▶ [Work to do] Arrange the records below as a Markdown table with a Row column numbering each line and a Text column holding the line. Leave out blank lines.

▶ [Source material]
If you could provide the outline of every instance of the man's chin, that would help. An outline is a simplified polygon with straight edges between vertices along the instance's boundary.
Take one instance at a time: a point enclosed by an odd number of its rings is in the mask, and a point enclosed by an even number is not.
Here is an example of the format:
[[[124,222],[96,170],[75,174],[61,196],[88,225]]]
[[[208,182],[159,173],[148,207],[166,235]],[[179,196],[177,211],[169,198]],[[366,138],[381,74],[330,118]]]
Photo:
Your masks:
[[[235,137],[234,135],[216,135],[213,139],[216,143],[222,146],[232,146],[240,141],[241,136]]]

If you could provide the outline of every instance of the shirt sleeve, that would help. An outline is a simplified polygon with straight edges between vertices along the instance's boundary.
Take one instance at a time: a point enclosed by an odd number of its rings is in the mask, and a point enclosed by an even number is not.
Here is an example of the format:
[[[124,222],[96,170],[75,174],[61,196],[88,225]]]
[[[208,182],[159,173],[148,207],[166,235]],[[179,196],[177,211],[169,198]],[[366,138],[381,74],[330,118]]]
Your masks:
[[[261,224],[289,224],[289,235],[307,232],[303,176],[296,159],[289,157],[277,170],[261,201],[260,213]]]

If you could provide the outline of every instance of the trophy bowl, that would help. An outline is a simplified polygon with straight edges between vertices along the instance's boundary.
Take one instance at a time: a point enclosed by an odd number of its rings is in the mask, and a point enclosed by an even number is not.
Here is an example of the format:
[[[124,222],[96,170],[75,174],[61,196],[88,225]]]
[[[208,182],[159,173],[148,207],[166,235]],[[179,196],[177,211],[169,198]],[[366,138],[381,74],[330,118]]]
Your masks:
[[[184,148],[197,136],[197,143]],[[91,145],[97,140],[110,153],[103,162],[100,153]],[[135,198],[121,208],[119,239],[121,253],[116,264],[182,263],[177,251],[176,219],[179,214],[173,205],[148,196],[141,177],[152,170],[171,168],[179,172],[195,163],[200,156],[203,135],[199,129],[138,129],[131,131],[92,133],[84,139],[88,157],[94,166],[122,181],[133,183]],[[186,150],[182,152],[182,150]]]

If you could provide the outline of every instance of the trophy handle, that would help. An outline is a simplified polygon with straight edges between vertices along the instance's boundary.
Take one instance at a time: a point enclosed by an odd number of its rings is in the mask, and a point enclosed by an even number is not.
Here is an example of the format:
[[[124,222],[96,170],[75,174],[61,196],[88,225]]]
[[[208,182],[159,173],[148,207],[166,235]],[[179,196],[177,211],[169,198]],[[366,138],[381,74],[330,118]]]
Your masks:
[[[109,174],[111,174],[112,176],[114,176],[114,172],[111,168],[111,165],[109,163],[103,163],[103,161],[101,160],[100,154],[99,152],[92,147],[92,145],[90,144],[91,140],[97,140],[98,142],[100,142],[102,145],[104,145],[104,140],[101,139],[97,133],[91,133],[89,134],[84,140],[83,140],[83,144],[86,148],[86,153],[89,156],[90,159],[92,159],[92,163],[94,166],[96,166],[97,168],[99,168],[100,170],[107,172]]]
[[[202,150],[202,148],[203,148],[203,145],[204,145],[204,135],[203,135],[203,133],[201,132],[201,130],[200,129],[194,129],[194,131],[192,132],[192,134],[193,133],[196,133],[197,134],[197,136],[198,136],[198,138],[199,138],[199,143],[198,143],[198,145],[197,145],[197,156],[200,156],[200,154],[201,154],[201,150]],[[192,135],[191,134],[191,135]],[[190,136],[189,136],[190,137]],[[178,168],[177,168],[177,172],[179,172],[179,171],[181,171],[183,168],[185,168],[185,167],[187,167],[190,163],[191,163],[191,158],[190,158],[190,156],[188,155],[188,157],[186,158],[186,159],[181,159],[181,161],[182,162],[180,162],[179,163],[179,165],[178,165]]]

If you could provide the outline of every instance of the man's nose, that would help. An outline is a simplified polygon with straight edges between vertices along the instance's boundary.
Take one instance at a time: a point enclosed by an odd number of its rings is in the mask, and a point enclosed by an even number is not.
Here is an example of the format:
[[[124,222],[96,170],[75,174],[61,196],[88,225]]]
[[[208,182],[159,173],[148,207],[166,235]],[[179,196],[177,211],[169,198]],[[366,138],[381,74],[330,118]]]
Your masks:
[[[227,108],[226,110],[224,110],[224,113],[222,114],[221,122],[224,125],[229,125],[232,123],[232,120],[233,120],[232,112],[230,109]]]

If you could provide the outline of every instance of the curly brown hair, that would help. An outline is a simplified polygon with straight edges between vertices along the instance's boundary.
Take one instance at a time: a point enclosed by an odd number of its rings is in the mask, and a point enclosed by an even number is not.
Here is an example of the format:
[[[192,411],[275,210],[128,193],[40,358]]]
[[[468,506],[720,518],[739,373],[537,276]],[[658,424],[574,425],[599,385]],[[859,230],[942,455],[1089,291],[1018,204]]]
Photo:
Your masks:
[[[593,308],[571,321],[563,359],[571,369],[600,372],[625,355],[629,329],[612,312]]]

▶ [Correct response]
| Row | Text |
|---|---|
| 1 | If you could provide the outline of every instance of the man's chin, that would help. An outline is a simplified polygon with straight edges between vertices along the instance's boundary. |
| 2 | Take one instance at a time: a point enclosed by an odd number of its rings is in the mask, and a point enclosed by an even number is not. |
| 3 | Here is an example of the format: |
| 4 | [[[124,222],[96,170],[75,174],[61,196],[88,225]]] |
| 5 | [[[208,182],[159,173],[148,207],[166,235]],[[179,196],[177,211],[169,198]],[[366,138],[381,74],[330,118]]] |
| 6 | Photo: |
| 7 | Your masks: |
| 8 | [[[235,137],[234,135],[216,135],[213,139],[216,143],[222,146],[232,146],[240,141],[241,136]]] |
| 9 | If you could provide the outline of every instance of the shirt sleeve, that would help. An outline is a simplified polygon with straight edges between vertices along the instance's boundary. |
| 10 | Take one instance at a time: a point enclosed by an odd number of its rings is in the mask, and a point enclosed by an even number is not. |
| 11 | Here is an example of the format: |
| 12 | [[[124,222],[96,170],[75,174],[61,196],[88,225]]] |
| 13 | [[[208,182],[159,173],[148,207],[166,235]],[[179,196],[177,211],[169,198]],[[366,138],[381,74],[330,118]]] |
| 14 | Your masks: |
| 15 | [[[261,224],[289,224],[289,235],[307,232],[303,176],[296,159],[289,157],[277,170],[261,201],[260,213]]] |
| 16 | If you could provide the outline of every instance of the trophy bowl, that would help. An outline is a simplified polygon with straight edges between vertices along the instance's boundary. |
| 17 | Take one instance at a time: a point enclosed by an odd number of its rings is in the mask, and a point enclosed by an even number is not. |
| 18 | Here is an example of the format: |
| 19 | [[[124,222],[96,170],[75,174],[61,196],[88,225]]] |
| 20 | [[[208,182],[159,173],[148,207],[166,235]],[[179,196],[177,211],[169,198]],[[366,138],[381,74],[330,118]]] |
| 21 | Your masks: |
| 22 | [[[184,148],[197,136],[197,143]],[[91,145],[97,140],[110,153],[103,162],[100,153]],[[135,198],[121,208],[119,239],[121,253],[116,264],[182,263],[177,251],[176,219],[179,214],[173,205],[148,196],[141,177],[152,170],[171,168],[179,172],[195,163],[200,156],[203,135],[199,129],[138,129],[131,131],[92,133],[84,139],[88,157],[94,166],[122,181],[133,183]],[[186,150],[182,152],[182,150]]] |
| 23 | If you could provide the outline of every instance of the trophy handle, that would help. An outline is a simplified polygon with straight edges between vertices along the instance's boundary. |
| 24 | Take one instance at a time: a point enclosed by an odd number of its rings is in the mask, and a point enclosed by an even number is not. |
| 25 | Here is an example of the format: |
| 26 | [[[124,222],[96,170],[75,174],[61,196],[88,225]]] |
| 27 | [[[208,182],[159,173],[148,207],[166,235]],[[179,196],[177,211],[169,198]],[[366,138],[381,74],[330,118]]] |
| 28 | Your masks: |
| 29 | [[[109,174],[111,174],[112,176],[114,176],[114,172],[111,168],[111,165],[109,163],[103,163],[103,161],[101,160],[100,154],[99,152],[92,147],[92,145],[90,144],[91,140],[97,140],[98,142],[100,142],[102,145],[104,145],[104,140],[101,139],[97,133],[91,133],[89,134],[84,140],[83,140],[83,144],[86,148],[86,153],[89,156],[90,159],[92,159],[92,163],[94,166],[96,166],[97,168],[99,168],[100,170],[107,172]]] |
| 30 | [[[202,150],[202,148],[203,148],[203,145],[204,145],[204,135],[203,135],[203,133],[201,132],[201,130],[200,129],[194,129],[194,131],[192,132],[192,134],[193,133],[196,133],[197,134],[197,136],[198,136],[198,138],[199,138],[199,143],[198,143],[198,145],[197,145],[197,156],[200,156],[200,154],[201,154],[201,150]],[[192,135],[191,134],[191,135]],[[190,136],[189,136],[190,137]],[[178,168],[177,168],[177,172],[179,172],[179,171],[181,171],[183,168],[185,168],[185,167],[187,167],[190,163],[191,163],[191,158],[190,158],[190,156],[188,155],[188,157],[186,158],[186,159],[181,159],[181,161],[182,162],[180,162],[179,163],[179,165],[178,165]]] |
| 31 | If you could provide the outline of every instance of the man's nose, that would help. An outline is a simplified polygon with straight edges between vertices along the instance's boundary. |
| 32 | Take one instance at a time: a point enclosed by an odd number of its rings is in the mask, and a point enclosed by an even number is not. |
| 33 | Here is an example of the format: |
| 34 | [[[124,222],[96,170],[75,174],[61,196],[88,225]]] |
| 35 | [[[208,182],[159,173],[148,207],[166,235]],[[179,196],[177,211],[169,198]],[[366,138],[381,74],[330,118]]] |
| 36 | Your masks: |
| 37 | [[[227,108],[226,110],[224,110],[224,113],[222,114],[221,122],[224,125],[229,125],[232,123],[232,120],[233,120],[232,112],[230,109]]] |
| 38 | If you could provide the outline of every instance of the curly brown hair, that would help. An outline is a simplified polygon with straight edges between vertices along the instance's boundary. |
| 39 | Take one instance at a time: a point enclosed by an odd number of its rings is in the mask, and a point enclosed by an even number is not. |
| 40 | Here is an example of the format: |
| 41 | [[[192,411],[275,210],[128,193],[40,358]]] |
| 42 | [[[468,506],[720,518],[739,373],[537,276]],[[658,424],[574,425],[599,385]],[[859,230],[942,455],[1089,291],[1018,204]]] |
| 43 | Photo: |
| 44 | Your masks: |
| 45 | [[[593,308],[571,321],[563,359],[571,369],[600,372],[625,355],[629,329],[612,312]]] |